WHAT TO WORK ON:
A) According to the summary of the IMF working paper on commodity prices in the Pacific Islands, which Pacific Island does the model-based approach examine?
B) Which three topics does the title of the IMF working paper list before the words "in the Pacific Islands"?

SUPPLIED TEXT:
Global Commodity Prices, Monetary Transmission, and Exchange Rate Pass-Through in the Pacific Islands
July 1, 2012
Disclaimer: This Working Paper should not be reported as representing the views of the IMF.The views expressed in this Working Paper are those of the author(s) and do not necessarily represent those of the IMF or IMF policy. Working Papers describe research in progress by the author(s) and are published to elicit comments and to further debate
Summary
Pacific Islands countries are vulnerable to commodity price shocks, and this poses challenges to monetary policy. The high degree of exchange rate pass-through to headline inflation and the weak monetary transmission mechanism in PICs suggest a greater efficacy of exchange rate changes in affecting inflation rather than monetary policy. To assess the tradeoff between the use of the exchange rate and monetary policy in macroeconomic stabilization, we employ a model-based approach to examine the optimal policy in response to the historical distribution of exogenous shocks in a Pacific Island (Tonga). The empirical evidence and model simulations tilt in the favor of exchange rate policy given the close relationship between exchange rate changes and headline inflation and the low interest rate sensitivity of aggregate demand.

RAW DATA:

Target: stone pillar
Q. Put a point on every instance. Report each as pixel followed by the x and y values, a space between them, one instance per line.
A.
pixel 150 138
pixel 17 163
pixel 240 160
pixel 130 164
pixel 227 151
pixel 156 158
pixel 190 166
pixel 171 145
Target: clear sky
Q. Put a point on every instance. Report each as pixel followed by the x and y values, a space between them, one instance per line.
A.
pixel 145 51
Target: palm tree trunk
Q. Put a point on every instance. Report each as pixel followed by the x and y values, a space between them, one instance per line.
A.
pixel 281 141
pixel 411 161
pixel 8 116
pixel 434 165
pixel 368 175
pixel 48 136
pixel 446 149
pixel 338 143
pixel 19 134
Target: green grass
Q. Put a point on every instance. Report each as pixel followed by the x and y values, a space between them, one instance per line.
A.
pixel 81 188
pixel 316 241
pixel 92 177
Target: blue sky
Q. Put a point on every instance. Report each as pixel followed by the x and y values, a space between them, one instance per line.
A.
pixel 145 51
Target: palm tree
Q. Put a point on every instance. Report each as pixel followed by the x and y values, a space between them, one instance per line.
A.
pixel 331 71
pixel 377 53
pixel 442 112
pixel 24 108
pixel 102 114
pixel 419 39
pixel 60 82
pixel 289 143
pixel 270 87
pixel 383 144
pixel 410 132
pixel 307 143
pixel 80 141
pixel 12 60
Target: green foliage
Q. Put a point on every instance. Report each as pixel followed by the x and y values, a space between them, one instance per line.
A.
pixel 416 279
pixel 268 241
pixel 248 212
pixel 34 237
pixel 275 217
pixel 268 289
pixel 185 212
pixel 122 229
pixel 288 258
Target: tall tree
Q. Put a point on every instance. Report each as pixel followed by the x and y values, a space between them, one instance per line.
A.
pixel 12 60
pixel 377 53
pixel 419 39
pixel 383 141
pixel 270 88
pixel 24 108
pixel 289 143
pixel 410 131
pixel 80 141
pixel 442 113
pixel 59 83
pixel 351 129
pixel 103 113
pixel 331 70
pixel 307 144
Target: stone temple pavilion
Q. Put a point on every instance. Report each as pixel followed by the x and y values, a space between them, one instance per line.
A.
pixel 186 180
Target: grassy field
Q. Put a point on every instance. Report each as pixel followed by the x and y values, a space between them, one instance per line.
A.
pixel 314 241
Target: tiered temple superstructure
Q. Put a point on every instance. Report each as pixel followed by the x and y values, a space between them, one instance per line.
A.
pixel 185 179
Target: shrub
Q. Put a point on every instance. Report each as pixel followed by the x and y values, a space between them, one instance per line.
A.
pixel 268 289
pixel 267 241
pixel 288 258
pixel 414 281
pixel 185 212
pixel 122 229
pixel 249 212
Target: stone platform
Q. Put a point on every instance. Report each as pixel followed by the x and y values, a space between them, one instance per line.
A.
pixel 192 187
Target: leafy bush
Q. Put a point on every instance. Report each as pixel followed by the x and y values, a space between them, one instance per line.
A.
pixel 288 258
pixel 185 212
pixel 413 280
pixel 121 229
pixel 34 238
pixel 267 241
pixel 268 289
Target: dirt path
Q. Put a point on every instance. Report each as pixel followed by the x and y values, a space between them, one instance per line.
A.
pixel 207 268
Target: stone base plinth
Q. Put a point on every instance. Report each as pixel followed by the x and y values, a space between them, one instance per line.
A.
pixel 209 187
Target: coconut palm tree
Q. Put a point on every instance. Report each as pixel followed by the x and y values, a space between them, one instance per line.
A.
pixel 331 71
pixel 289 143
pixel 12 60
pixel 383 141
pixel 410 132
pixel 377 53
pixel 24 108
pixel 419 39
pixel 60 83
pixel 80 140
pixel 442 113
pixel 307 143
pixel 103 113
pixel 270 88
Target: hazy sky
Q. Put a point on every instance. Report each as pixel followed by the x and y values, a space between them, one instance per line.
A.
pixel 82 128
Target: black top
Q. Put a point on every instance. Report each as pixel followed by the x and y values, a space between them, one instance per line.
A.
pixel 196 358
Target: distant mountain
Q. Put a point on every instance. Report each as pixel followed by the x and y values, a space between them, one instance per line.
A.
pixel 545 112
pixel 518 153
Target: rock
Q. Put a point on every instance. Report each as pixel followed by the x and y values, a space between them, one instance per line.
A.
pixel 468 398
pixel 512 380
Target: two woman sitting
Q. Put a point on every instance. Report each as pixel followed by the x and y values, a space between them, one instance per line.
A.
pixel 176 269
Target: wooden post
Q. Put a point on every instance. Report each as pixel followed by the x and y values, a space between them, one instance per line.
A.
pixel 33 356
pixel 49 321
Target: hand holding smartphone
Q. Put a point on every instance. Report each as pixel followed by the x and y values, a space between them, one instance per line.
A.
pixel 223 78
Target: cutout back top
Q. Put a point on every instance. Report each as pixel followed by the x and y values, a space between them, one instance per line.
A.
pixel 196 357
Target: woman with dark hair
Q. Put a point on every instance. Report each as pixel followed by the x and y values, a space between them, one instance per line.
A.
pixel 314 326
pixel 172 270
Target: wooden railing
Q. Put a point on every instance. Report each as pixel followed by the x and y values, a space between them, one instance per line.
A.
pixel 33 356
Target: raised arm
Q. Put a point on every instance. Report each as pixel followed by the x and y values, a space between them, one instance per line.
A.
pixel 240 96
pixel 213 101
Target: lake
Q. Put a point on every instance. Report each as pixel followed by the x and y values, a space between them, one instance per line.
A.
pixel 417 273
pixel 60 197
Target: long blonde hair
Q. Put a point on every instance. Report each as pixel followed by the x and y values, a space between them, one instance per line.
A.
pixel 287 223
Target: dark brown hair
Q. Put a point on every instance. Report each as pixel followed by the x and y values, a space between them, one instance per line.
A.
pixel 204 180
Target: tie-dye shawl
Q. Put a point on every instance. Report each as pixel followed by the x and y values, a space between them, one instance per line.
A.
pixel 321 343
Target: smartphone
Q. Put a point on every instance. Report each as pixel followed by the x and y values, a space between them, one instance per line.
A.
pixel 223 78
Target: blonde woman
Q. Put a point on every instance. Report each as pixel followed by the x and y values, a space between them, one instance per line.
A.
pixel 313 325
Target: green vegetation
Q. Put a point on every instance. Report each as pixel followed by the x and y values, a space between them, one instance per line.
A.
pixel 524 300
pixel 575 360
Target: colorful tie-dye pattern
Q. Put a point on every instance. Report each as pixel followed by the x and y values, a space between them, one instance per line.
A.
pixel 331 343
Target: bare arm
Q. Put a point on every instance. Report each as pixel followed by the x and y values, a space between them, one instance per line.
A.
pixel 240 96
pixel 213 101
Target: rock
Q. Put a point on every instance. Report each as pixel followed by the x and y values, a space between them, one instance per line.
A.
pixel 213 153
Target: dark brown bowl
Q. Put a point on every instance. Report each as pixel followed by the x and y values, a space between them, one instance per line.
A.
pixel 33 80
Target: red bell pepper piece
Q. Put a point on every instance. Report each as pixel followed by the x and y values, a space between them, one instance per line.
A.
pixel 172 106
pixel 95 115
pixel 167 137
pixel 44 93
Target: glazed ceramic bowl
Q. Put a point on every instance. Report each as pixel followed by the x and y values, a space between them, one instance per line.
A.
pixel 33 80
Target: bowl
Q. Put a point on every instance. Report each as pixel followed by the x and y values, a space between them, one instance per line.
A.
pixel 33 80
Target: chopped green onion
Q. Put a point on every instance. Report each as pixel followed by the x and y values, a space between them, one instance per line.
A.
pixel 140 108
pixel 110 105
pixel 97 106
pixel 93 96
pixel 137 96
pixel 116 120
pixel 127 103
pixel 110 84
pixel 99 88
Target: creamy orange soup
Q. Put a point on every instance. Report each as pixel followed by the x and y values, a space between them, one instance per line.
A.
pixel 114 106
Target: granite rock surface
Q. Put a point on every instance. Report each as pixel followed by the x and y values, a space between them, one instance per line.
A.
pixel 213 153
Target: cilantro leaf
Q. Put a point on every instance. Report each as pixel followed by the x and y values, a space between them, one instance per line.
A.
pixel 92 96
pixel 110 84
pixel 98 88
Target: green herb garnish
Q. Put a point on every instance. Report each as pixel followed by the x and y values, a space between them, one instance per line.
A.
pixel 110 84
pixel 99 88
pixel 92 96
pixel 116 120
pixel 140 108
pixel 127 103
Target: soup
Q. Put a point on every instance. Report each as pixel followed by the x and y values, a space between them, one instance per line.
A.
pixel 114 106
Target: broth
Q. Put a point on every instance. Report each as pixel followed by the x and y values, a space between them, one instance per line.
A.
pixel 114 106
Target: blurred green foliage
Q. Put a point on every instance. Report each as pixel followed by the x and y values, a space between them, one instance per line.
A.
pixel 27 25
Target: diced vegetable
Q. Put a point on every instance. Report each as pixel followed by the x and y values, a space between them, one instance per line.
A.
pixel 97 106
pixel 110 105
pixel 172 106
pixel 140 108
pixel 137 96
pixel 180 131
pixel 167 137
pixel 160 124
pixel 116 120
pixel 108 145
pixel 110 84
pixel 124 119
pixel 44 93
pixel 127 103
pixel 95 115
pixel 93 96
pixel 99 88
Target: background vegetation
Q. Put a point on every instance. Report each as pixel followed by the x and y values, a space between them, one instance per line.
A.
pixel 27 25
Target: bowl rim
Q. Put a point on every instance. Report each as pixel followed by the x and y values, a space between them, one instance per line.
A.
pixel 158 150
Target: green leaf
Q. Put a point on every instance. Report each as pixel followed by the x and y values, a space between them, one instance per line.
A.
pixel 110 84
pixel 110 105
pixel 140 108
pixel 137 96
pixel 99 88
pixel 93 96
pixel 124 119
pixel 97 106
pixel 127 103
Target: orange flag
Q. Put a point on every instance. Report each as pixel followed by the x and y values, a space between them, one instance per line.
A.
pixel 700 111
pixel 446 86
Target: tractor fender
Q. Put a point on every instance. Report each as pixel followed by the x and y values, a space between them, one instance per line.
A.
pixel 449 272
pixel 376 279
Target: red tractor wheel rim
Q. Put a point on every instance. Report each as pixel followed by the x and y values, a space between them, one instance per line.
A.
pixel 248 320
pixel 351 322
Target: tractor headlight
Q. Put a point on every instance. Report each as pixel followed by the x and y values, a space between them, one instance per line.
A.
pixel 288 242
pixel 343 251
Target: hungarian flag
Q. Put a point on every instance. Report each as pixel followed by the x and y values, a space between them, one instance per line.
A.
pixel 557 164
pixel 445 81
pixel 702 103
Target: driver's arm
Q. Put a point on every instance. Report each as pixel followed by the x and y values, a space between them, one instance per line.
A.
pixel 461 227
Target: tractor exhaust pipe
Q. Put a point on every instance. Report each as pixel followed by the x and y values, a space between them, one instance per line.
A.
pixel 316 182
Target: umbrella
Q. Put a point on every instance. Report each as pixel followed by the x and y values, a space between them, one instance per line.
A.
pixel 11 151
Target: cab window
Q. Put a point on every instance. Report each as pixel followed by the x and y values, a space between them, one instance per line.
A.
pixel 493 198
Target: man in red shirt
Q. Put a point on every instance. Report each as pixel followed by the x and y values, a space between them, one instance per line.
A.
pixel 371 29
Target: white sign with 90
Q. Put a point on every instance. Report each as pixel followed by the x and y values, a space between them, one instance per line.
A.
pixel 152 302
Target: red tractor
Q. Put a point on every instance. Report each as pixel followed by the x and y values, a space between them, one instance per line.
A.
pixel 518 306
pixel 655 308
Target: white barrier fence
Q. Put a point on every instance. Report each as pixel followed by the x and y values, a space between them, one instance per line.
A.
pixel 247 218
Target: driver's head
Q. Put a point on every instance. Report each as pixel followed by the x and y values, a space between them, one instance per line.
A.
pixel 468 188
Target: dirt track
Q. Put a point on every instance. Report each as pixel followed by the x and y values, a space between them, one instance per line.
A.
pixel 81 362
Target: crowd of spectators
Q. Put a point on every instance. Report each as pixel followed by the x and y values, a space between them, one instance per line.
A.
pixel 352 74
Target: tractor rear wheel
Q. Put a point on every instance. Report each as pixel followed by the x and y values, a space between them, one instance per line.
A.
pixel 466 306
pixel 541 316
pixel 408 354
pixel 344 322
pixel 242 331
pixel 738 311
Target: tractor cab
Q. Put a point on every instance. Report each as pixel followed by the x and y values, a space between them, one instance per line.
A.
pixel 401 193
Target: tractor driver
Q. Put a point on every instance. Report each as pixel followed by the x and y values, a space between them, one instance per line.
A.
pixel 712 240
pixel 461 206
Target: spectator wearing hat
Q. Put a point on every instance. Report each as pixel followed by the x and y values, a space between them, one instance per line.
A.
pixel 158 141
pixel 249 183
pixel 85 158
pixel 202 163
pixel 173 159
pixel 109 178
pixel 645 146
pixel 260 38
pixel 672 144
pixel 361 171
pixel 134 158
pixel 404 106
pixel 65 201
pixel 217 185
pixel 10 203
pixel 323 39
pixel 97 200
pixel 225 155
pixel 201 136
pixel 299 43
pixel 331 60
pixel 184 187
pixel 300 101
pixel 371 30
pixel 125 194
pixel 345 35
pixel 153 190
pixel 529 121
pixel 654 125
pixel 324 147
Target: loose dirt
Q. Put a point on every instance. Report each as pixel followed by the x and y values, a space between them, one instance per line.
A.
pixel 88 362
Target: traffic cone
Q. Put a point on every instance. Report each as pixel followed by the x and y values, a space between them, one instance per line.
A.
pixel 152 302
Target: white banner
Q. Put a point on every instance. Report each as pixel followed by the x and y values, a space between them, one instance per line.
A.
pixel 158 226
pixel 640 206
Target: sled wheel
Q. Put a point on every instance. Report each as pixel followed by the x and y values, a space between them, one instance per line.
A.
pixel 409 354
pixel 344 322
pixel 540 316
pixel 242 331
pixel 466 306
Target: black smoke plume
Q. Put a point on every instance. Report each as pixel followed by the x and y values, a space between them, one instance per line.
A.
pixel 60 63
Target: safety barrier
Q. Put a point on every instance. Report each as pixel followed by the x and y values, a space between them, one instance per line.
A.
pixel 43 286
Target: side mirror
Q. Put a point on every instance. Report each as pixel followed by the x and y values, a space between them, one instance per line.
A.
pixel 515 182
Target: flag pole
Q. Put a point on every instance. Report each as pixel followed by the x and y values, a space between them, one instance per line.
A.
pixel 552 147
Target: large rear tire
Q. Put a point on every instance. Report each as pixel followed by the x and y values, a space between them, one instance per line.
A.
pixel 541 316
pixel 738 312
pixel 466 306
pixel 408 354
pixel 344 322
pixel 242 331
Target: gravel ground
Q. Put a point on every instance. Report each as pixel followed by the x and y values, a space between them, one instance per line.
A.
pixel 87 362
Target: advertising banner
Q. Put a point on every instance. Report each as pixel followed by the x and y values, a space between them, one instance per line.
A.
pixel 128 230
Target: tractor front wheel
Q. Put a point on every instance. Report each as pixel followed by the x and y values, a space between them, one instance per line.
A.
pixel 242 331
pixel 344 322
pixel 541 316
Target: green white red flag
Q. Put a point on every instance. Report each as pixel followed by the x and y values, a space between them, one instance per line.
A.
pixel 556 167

EXERCISE RESPONSES:
A) Tonga

B)
- Global Commodity Prices
- Monetary Transmission
- Exchange Rate Pass-Through